=== DATA UNDER STUDY ===

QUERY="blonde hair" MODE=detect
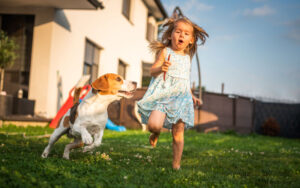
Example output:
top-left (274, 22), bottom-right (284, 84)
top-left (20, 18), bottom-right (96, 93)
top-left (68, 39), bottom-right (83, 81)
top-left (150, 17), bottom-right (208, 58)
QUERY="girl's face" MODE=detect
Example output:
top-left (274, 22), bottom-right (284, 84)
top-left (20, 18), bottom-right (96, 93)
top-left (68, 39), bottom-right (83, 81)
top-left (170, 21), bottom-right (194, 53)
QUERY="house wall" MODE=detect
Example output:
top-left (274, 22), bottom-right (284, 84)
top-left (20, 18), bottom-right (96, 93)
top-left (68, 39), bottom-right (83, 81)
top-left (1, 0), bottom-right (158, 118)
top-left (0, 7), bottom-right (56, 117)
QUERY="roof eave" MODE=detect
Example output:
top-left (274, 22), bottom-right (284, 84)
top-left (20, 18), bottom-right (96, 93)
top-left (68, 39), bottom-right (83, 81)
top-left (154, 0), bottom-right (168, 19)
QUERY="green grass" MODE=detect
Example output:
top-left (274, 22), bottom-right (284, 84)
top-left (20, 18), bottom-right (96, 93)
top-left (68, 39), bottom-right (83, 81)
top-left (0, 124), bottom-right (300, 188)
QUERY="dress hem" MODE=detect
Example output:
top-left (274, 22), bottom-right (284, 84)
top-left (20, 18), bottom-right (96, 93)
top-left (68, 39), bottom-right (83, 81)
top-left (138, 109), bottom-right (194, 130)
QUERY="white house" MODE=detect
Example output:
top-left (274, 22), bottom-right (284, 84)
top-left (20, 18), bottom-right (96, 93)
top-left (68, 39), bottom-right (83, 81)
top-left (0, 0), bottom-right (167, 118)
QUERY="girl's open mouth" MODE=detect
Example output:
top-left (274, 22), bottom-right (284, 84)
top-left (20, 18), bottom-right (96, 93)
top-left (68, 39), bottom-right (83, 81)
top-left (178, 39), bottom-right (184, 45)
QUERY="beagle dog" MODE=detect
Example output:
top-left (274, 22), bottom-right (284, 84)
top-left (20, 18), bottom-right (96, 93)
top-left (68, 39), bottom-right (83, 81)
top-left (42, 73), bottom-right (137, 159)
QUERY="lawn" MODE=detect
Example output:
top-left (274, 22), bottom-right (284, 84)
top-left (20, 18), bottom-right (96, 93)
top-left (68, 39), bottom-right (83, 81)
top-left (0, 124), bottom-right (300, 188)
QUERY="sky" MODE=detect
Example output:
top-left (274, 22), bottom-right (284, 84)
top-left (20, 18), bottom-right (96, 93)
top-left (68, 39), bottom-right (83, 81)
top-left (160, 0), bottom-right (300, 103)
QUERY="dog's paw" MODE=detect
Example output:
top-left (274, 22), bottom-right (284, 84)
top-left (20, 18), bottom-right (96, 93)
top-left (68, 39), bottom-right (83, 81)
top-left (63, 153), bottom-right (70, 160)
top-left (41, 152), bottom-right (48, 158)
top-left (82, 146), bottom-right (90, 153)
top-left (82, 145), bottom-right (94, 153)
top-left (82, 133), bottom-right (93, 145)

===
=== DATA UNDER STUDY ===

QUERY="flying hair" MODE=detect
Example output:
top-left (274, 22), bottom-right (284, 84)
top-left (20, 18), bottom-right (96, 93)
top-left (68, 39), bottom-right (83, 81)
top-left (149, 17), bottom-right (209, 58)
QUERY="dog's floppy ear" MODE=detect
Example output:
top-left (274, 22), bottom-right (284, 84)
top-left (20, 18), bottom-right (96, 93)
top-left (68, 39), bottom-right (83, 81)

===

» **WORK REQUIRED**: Count the lines of the listing above that include the word "hair" and state the total with nothing else.

» **YOUR RESPONSE**: 2